-- begin --
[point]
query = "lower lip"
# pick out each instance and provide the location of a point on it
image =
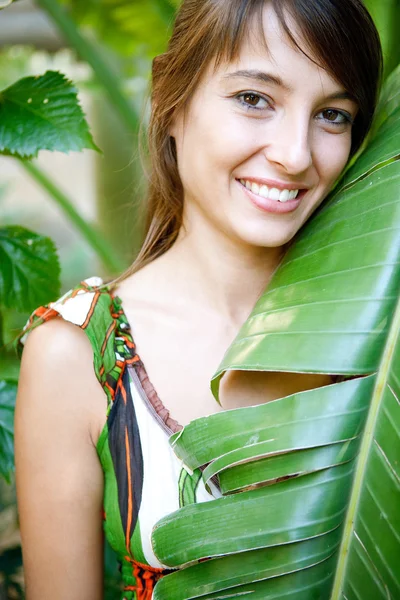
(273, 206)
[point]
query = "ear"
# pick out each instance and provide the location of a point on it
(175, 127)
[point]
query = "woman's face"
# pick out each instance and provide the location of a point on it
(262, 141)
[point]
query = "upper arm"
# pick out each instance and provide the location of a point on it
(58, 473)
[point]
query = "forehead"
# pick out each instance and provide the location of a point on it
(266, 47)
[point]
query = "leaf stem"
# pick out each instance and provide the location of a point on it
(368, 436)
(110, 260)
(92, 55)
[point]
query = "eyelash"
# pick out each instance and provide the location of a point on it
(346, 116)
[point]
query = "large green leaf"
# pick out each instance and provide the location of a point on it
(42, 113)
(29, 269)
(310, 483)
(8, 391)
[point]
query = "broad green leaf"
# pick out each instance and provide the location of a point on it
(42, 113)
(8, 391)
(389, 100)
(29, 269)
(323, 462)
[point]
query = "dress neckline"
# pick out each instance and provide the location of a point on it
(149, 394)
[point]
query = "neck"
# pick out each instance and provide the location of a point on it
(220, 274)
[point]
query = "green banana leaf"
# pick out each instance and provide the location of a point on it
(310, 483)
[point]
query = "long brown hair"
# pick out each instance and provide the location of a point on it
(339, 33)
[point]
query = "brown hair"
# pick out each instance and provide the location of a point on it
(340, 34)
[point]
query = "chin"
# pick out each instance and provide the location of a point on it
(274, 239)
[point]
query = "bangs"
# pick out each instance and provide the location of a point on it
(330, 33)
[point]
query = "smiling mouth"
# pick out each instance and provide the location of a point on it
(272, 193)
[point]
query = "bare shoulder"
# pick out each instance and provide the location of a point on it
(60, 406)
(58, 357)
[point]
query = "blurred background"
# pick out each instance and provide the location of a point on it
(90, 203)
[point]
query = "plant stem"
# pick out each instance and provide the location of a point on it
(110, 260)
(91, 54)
-- end --
-- begin --
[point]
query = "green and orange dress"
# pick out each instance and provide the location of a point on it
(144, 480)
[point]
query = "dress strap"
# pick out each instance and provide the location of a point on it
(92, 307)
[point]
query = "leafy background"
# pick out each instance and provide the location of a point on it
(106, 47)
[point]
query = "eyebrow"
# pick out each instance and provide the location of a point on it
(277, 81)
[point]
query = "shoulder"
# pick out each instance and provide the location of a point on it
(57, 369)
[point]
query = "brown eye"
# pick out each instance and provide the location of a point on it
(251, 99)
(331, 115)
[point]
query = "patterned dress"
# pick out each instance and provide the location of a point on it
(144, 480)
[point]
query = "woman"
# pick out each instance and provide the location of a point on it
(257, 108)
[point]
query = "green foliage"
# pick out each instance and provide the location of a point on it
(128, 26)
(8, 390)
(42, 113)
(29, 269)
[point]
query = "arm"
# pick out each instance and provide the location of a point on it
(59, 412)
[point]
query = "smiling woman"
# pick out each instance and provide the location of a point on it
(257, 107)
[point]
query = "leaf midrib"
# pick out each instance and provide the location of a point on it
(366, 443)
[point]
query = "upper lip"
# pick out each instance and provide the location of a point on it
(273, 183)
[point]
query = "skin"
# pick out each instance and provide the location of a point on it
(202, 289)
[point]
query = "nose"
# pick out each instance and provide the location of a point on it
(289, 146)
-- end --
-- begin --
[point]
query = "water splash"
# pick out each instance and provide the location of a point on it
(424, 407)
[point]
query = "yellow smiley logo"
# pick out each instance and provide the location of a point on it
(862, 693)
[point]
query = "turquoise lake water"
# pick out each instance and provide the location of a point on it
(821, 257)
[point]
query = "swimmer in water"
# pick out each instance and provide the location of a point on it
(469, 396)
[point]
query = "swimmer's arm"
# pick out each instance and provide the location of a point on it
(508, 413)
-- end --
WORK TO COMPLETE ▸ Locate every line in the material above that includes the word "dress", and copy each of those lines out in full.

CORRECT OUTPUT ▸
query = "dress neckline"
query = "green and orange dress"
query = "dress strap"
query = "patterned dress"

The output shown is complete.